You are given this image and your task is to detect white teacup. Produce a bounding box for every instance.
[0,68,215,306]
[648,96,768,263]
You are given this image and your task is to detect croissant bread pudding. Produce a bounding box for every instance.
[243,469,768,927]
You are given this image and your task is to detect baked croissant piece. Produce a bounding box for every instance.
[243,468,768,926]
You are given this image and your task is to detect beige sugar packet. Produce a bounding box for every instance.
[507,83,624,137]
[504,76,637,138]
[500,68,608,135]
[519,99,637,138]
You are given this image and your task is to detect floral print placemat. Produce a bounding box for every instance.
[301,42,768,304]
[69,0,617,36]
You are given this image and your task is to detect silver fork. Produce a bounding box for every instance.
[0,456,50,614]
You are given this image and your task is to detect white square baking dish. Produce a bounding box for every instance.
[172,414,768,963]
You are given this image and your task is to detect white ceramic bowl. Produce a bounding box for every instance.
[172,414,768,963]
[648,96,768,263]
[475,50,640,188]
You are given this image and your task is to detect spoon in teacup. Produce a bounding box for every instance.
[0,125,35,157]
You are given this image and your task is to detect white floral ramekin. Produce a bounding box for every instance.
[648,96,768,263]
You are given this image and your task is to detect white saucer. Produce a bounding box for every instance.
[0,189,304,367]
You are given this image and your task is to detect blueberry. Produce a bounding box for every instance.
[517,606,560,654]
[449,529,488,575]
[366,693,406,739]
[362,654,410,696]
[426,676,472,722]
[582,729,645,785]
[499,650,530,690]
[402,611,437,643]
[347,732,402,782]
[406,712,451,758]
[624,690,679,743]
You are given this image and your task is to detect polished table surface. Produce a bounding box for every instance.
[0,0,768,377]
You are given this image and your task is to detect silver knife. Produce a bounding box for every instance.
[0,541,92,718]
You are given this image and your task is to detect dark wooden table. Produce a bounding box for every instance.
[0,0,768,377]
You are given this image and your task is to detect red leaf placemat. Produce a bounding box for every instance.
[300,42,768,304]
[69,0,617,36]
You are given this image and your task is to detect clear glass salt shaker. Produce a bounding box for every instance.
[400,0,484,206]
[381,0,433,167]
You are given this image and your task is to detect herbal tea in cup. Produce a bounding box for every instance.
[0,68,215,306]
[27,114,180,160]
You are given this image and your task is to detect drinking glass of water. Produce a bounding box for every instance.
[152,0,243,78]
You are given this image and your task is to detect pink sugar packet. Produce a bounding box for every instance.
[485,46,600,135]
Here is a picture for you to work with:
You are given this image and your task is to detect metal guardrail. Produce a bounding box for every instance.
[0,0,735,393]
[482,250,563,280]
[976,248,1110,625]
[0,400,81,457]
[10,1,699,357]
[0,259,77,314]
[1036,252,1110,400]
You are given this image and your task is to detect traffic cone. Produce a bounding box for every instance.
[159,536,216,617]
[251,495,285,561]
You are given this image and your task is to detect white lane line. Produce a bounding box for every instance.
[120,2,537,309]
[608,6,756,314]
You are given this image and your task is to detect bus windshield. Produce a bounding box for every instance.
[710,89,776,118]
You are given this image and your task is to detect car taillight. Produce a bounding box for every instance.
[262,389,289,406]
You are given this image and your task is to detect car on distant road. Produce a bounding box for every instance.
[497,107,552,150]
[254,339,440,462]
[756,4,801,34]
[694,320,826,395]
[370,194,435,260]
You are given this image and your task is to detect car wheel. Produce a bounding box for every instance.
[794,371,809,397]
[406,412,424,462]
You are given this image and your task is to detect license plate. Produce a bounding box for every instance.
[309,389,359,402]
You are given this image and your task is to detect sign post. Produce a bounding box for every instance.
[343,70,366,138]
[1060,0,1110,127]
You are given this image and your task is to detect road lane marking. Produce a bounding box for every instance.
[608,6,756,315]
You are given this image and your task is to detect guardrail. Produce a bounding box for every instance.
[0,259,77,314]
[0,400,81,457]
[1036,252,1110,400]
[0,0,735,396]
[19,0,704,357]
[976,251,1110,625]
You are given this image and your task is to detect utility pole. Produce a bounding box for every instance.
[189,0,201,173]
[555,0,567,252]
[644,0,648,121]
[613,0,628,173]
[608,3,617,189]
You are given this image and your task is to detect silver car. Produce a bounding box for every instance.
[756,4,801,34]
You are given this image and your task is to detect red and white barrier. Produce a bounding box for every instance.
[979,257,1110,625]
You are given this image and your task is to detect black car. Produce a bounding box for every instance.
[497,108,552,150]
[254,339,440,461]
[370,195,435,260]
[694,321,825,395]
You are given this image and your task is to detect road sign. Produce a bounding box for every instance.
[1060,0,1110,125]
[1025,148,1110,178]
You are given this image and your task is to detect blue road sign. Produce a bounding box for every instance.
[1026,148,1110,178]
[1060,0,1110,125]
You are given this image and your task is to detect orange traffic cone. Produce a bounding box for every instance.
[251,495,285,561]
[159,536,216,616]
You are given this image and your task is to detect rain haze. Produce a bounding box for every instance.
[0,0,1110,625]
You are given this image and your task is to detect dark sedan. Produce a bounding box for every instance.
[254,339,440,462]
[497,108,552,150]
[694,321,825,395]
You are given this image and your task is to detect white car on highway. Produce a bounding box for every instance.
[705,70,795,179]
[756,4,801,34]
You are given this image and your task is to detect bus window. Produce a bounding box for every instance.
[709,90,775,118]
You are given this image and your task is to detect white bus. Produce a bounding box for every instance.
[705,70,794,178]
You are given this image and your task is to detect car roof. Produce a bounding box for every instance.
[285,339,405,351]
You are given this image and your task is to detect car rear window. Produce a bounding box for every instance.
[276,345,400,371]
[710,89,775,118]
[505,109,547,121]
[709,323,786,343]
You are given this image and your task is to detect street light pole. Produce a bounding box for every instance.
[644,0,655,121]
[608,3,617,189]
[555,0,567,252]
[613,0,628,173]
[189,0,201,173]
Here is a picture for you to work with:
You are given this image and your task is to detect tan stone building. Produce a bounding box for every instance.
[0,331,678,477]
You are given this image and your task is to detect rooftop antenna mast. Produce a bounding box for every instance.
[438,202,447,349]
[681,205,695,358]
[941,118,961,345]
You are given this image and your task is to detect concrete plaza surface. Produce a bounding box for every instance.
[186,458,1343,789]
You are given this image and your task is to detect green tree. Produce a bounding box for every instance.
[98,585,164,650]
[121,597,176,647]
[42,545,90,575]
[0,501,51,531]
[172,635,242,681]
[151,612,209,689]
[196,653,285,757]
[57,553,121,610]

> [Task prompt]: Please transcribe every one of the records above word for word, keeping each line unchanged.

> [Completed task]:
You are given this image and your task is to detect white teacup. Produce a bounding box for every instance.
[0,68,215,306]
[648,96,768,263]
You are given this image and your task is to detect croissant bread pudding. Produce a bounding box for every instance.
[243,469,768,927]
You are given this image and your task is to detect baked croissant piece. Produce a bounding box for every instance.
[243,468,768,926]
You are given this image and your task is to detect beige sugar packet. Produce a bounding box for every instance.
[507,83,624,137]
[504,76,637,138]
[500,68,608,135]
[519,99,637,138]
You are given this image and your task is to detect floral print placemat. Produce a bounding box for every instance.
[301,42,768,304]
[69,0,617,36]
You are given this image and your task is to detect silver fork. Produce a bounding box for every instance.
[0,456,50,614]
You are given this image and your task is to detect white square baking dish. Produce a bounding box for every instance.
[172,414,768,963]
You are given this image and your task is to detect white ceramic bowl. Produce a bounding box for every instance.
[172,414,768,963]
[648,96,768,263]
[475,50,640,188]
You are given this image and your task is to detect spoon in teacup. Produce a bounding box for every instance.
[0,125,35,157]
You are given this image and your task is to detect white floral ramekin. Produce a bounding box for every instance.
[648,96,768,263]
You are given this image and your task is to detect white saucer. Produce a bounding box for every instance.
[0,189,304,367]
You are given this image and your task is to detect blueberry. Produce a bounding box for every instance.
[517,606,560,654]
[449,529,488,575]
[366,693,406,739]
[362,654,410,696]
[426,676,472,722]
[582,729,645,785]
[499,650,530,690]
[402,611,437,643]
[347,732,402,782]
[406,712,451,758]
[624,690,679,743]
You are given this image and your task is to detect polished table surface. Produce a bounding box for every instance.
[0,0,768,377]
You are given this image and your task is to detect silver knife. Produce a bounding box for every instance.
[0,541,92,718]
You are given this image and your task is to detect dark wooden table. Produce a bounding box for every instance.
[0,0,768,377]
You are given this image and your task is to detect red leaf placemat. Produce a bounding box for every instance.
[300,42,768,304]
[69,0,617,36]
You are given this image and your task is to detect clear glass salt shaker. Produce a bounding box for every instance.
[400,0,484,206]
[381,0,433,167]
You are given this image and your task is to detect herbal tea in cup. Produce a bounding box for every instance.
[0,68,215,306]
[27,114,180,160]
You are given this image and your task is to detect drinking glass of water. Produce a bounding box for every instance.
[152,0,243,78]
You are given this image and your task is to detect pink sugar packet. Produce a bounding box for every instance.
[485,46,600,135]
Here is a picture for you to work with:
You are given this image and your task is to detect metal guardrail. Produce a bounding box for every instance.
[0,0,735,393]
[482,250,563,280]
[976,248,1110,625]
[0,400,81,457]
[10,1,699,357]
[0,259,77,314]
[1036,252,1110,400]
You are given this image and your task is to detect traffic cone. Produce a bounding box for every instance.
[159,536,216,617]
[251,495,285,561]
You are given this image and your task is to detect white lane line. Produce a bounding box for every instance.
[120,2,537,309]
[608,6,756,314]
You are given this image and your task is to detect bus windshield. Produce a bounding box for every instance.
[710,89,776,118]
You are given this image and your task is to detect car taillight. Produce a bounding box for every instance.
[262,389,289,406]
You are given this image and your task is to detect car on distant road. Produce a bounding box for every instance.
[497,107,552,150]
[254,339,440,462]
[756,4,801,34]
[694,320,826,395]
[370,194,435,260]
You are given this image and your task is to detect car wheel. Produce a bounding box for every instance.
[794,371,809,397]
[406,412,424,462]
You are given this image and your task is to detect license plate. Produce a bounding box for every instance.
[309,389,359,402]
You are given this image and your task is to detect sign post. Produce a bounding box for every instance.
[343,70,366,138]
[1060,0,1110,127]
You are given this image and your task is to detect road lane marking. Produce a bounding box for every instance.
[608,6,756,315]
You are given this image and your task is to detect guardrail. Produce a bounding box for every instance.
[0,259,77,314]
[0,400,81,457]
[1036,252,1110,400]
[0,0,735,396]
[19,0,704,357]
[976,251,1110,625]
You are given this image and your task is to detect utility pole. Produce a bounding box for every instance.
[189,0,201,173]
[555,0,567,252]
[644,0,648,121]
[613,0,628,173]
[608,3,617,189]
You are given this image and your task is to detect silver car. Produce a bounding box for every instance.
[756,4,801,34]
You are given this image and your task is to detect red and white barrier. Produce a bounding box for every instance.
[979,257,1110,625]
You are given this image and your task is to detect black car. Produce a bounding box for every instance.
[497,108,552,150]
[254,339,440,461]
[370,195,435,260]
[694,321,825,395]
You are given this image and your task is to detect road sign. Produce a bounding box for every instance.
[1060,0,1110,125]
[1025,148,1110,178]
You are given this image and your task is to detect blue road sign. Produce a bounding box for every instance.
[1026,148,1110,178]
[1060,0,1110,125]
You are given this image and your task is to detect orange traffic cone. Produce a bounding box for every instance.
[251,495,285,561]
[159,536,216,616]
You are given this image and your task is to detect rain haze. Produce a bounding box for every instance.
[0,0,1110,625]
You are given this image and your task is to detect dark sedan. Produce a bounding box for every instance.
[254,339,440,462]
[497,108,552,150]
[694,321,825,395]
You are given this image and your task is to detect white car on highway. Produce a bounding box for every instance.
[705,70,795,179]
[756,4,801,34]
You are given this image and your task is to detect bus window. Produce a bounding box for every instance.
[709,90,775,118]
You are given this image and your task is to detect white bus. Produce a bounding box for every instance.
[705,70,794,178]
You are given this image and your task is to detect car roof. Produce a bounding box for every instance.
[285,339,405,351]
You are given this image and your task is to detect car rear window. Produce a bounding box for every instance.
[276,345,400,371]
[710,89,775,118]
[505,109,547,121]
[709,323,786,343]
You are given this image and your task is to detect street light pole. Produce a bounding box for every instance.
[644,0,655,121]
[608,3,617,189]
[555,0,567,252]
[613,0,628,173]
[189,0,201,173]
Here is a picture for you to work with:
You are given this image and your task is to detect tan stone building. Produce a bounding box for every instance.
[0,331,678,477]
You are given this image and your task is to detect rooftop antenna mast. Produce a bounding box for every instance.
[438,202,447,349]
[681,205,695,358]
[941,118,961,345]
You are given this image and your task is to detect concrete plaza surface. Produce a bounding box for every instance.
[186,458,1343,789]
You are given this image and your task is to detect green tree. Produce a bounding box for every instance.
[98,585,164,650]
[121,597,176,647]
[42,545,90,575]
[0,501,51,531]
[172,635,242,681]
[151,612,209,689]
[196,653,285,757]
[57,553,121,610]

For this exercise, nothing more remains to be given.